◆ **ACTIVITY**
From the records below, print exactly the lines starting at the one containing "the tablet screen" and ending at the one containing "the man wearing", ends included, and nothing else.

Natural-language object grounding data

↓↓↓

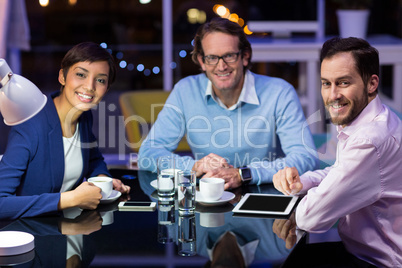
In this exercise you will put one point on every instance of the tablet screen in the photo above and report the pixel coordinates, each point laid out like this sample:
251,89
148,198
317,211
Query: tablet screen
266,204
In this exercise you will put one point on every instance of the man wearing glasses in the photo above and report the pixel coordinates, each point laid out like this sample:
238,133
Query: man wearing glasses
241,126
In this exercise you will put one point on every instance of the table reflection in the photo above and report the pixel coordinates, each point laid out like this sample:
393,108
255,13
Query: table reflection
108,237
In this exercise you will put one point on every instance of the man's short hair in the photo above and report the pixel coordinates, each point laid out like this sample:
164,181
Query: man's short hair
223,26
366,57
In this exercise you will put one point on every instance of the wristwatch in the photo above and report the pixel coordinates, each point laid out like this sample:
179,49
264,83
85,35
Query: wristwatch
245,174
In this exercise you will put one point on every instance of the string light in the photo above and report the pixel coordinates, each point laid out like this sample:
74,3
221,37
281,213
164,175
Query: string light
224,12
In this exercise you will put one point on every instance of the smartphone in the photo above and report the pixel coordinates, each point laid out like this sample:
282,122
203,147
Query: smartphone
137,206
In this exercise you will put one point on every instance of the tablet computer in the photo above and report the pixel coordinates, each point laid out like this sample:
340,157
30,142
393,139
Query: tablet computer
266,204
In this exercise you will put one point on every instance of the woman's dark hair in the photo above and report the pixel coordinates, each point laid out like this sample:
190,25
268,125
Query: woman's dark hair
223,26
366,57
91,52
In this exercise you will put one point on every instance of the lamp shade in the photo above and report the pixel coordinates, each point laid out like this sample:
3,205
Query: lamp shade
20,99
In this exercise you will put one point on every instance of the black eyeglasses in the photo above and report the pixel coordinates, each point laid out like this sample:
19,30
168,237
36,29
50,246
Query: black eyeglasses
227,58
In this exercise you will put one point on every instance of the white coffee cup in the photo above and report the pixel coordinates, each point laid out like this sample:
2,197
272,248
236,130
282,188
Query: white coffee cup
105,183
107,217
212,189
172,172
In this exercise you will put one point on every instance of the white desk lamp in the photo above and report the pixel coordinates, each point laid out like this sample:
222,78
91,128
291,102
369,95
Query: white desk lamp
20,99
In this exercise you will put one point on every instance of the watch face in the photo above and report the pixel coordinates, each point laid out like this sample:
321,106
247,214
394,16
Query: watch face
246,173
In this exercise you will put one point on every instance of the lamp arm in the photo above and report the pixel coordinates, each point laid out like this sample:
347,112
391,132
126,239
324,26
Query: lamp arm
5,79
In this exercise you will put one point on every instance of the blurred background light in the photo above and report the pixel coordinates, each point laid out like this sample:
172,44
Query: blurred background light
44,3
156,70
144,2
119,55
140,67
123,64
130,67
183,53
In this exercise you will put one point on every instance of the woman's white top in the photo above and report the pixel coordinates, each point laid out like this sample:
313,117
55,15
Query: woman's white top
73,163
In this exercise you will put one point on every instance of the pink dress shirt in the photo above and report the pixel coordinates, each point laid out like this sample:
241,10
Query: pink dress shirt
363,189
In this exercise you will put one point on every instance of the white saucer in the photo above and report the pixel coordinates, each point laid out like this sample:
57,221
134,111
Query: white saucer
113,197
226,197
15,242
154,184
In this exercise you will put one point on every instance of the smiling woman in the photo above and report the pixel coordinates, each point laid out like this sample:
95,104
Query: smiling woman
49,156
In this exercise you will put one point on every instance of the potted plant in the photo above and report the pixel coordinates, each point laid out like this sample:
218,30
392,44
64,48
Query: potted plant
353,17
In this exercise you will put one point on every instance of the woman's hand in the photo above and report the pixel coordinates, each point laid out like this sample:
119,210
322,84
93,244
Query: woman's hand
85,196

↑↑↑
↓↓↓

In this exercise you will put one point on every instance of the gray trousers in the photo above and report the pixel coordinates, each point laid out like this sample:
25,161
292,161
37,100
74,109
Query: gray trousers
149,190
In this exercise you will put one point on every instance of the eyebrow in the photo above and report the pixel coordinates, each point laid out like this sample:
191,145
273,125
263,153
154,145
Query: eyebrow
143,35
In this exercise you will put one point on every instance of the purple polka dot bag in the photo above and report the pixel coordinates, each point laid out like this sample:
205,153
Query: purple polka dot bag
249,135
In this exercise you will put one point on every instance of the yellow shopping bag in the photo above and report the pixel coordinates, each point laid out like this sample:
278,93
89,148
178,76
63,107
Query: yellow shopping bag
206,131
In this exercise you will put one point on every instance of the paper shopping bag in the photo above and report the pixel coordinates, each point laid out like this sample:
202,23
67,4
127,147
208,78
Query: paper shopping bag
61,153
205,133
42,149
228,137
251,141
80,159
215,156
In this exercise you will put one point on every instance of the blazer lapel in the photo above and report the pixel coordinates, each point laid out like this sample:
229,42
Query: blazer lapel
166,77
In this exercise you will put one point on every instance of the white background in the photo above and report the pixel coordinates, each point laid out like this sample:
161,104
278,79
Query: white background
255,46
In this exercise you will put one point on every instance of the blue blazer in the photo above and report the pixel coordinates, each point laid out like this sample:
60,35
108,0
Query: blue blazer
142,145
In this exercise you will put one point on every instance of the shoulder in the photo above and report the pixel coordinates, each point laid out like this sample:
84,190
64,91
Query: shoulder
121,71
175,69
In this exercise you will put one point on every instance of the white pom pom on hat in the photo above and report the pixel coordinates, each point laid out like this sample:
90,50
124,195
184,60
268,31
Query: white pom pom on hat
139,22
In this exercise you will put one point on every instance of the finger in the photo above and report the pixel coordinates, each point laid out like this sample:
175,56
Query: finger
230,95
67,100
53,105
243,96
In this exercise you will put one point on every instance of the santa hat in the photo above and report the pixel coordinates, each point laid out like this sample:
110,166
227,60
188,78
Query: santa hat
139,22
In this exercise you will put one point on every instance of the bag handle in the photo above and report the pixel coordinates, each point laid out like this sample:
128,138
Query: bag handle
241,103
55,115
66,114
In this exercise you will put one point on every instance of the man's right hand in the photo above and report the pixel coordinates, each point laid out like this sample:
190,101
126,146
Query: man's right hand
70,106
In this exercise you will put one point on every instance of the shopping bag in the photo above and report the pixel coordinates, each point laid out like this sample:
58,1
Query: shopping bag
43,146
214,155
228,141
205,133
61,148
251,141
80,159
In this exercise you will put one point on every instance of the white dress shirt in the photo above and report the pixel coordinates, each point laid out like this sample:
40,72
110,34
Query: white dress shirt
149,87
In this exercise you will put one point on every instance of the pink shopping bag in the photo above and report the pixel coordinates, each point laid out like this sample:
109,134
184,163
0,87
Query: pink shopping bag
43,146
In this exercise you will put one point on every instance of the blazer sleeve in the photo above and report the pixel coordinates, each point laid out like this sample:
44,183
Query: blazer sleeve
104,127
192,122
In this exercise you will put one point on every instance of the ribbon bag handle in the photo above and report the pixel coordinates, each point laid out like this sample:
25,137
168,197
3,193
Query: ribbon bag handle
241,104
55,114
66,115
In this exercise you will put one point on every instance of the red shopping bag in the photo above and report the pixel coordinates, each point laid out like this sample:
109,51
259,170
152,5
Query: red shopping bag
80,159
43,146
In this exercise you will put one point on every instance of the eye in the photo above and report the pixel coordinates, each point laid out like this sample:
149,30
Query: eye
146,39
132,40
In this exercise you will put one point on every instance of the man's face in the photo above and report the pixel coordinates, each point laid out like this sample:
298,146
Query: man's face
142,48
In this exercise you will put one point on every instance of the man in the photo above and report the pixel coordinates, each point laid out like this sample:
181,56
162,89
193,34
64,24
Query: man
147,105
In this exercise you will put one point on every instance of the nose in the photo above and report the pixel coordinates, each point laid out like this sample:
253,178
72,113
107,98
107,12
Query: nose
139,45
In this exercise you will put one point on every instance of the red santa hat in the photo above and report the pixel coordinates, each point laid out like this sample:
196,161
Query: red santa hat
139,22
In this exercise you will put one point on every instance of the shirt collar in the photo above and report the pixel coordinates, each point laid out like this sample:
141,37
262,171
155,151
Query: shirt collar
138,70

↑↑↑
↓↓↓

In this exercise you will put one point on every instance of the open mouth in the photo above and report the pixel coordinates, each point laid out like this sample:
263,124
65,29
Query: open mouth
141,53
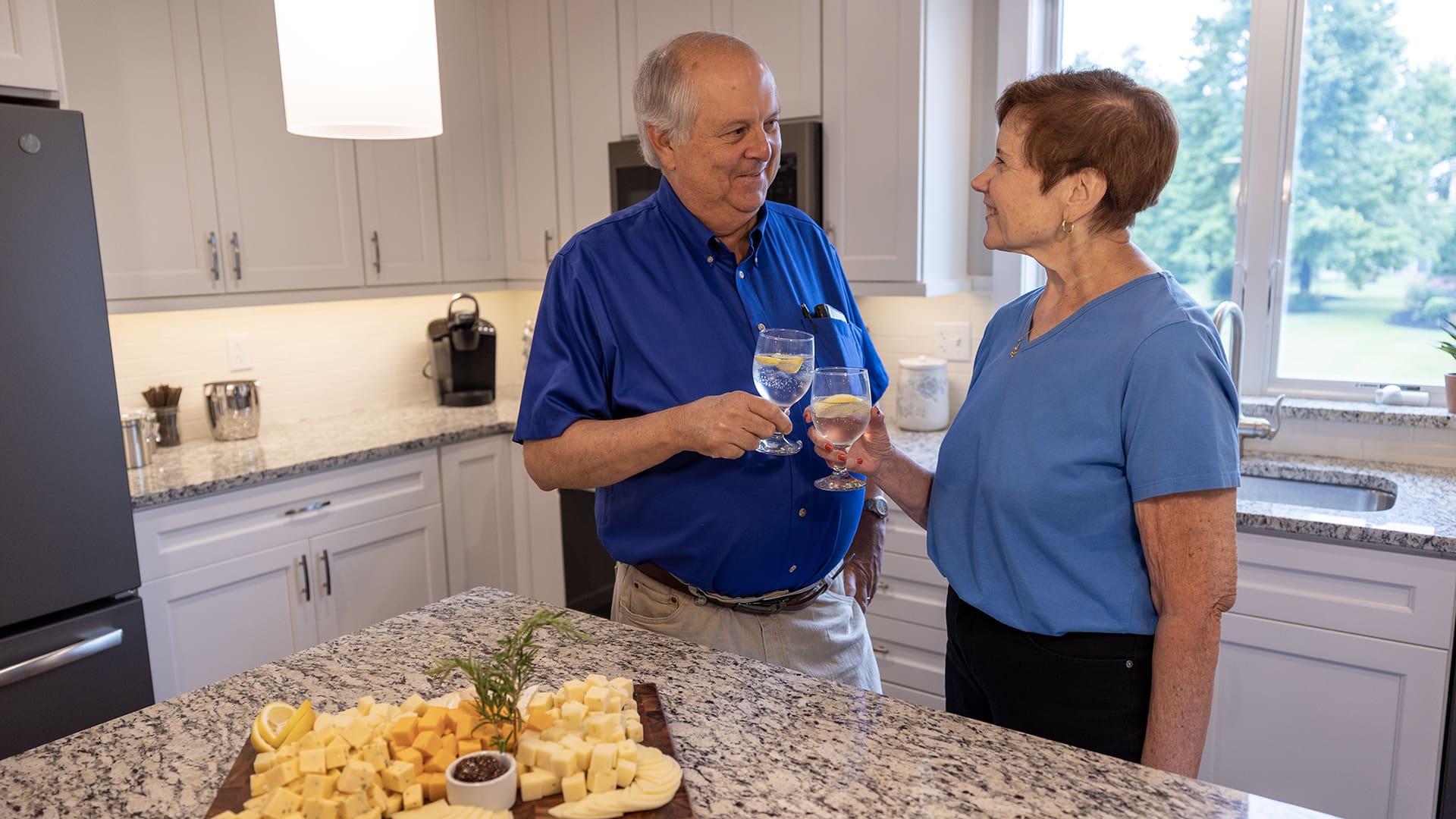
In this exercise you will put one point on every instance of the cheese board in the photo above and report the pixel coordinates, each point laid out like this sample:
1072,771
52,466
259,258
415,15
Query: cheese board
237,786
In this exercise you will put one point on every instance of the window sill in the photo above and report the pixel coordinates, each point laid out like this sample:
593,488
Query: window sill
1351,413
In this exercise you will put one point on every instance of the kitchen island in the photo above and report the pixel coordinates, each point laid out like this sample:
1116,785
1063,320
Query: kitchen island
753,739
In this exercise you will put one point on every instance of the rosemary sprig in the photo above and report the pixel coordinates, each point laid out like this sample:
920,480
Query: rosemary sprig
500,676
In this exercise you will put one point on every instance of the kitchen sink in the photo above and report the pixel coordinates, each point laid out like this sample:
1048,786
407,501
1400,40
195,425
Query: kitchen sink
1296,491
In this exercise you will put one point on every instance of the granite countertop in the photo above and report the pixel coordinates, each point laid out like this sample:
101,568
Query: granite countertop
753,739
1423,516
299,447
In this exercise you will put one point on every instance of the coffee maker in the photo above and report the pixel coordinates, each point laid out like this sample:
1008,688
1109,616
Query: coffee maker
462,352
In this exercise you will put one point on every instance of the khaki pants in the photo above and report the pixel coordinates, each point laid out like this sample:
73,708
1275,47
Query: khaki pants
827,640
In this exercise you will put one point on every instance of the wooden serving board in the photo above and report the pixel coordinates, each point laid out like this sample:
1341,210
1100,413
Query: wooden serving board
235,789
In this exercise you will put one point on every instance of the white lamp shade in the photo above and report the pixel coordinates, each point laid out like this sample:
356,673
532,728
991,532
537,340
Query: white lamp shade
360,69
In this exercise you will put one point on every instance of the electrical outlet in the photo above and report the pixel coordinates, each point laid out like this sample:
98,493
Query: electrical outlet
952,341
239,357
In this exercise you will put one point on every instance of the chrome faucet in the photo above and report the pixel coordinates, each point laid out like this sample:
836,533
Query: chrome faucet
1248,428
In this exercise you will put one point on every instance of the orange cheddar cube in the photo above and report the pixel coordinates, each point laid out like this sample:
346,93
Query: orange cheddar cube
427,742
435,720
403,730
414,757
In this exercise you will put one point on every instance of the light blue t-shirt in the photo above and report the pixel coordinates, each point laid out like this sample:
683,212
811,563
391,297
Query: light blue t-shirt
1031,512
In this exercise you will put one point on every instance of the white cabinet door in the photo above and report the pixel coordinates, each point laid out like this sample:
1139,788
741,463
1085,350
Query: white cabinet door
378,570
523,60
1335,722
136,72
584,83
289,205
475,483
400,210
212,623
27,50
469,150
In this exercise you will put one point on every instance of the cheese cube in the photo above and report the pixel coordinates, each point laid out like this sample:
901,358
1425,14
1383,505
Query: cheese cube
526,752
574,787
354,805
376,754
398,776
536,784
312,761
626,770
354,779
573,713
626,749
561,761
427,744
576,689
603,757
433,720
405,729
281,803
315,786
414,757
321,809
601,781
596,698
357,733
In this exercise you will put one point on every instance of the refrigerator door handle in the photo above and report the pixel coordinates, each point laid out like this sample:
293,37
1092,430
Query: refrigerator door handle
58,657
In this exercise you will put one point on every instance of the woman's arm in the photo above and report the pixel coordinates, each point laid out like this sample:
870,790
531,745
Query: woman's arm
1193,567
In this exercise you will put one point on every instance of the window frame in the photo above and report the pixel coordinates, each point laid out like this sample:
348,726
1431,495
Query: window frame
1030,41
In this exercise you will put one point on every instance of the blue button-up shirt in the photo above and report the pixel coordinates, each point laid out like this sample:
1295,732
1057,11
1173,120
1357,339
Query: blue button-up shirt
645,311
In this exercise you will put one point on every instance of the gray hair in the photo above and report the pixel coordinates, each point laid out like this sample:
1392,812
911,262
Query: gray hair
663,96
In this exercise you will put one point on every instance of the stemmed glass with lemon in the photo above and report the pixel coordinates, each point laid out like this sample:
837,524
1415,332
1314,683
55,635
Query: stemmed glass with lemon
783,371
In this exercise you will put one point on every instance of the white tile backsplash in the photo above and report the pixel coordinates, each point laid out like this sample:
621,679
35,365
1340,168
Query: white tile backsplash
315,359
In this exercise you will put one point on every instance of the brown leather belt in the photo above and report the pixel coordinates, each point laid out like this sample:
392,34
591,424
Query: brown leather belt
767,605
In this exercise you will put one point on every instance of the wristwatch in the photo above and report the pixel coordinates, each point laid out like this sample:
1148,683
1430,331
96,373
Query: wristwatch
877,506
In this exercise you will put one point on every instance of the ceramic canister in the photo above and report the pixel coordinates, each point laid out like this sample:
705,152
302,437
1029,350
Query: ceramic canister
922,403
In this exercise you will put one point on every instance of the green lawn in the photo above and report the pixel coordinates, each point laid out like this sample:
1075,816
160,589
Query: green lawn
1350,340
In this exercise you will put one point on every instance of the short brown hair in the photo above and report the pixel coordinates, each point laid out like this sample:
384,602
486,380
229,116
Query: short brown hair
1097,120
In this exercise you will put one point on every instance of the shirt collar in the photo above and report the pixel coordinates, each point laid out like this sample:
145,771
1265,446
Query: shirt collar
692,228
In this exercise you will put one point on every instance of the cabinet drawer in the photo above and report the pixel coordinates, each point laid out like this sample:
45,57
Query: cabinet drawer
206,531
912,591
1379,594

↑↑↑

◆ **SOLUTION**
In this exercise you will put one point on every instance of the tablet screen in the photo above and report the pixel coordinates, each point laid out like this sample:
251,89
148,198
317,211
Query: tablet screen
266,204
In this exercise you will put one point on every instance of the man wearing glasses in the photo above and report the pixel coordinates, each point laid out like this sample:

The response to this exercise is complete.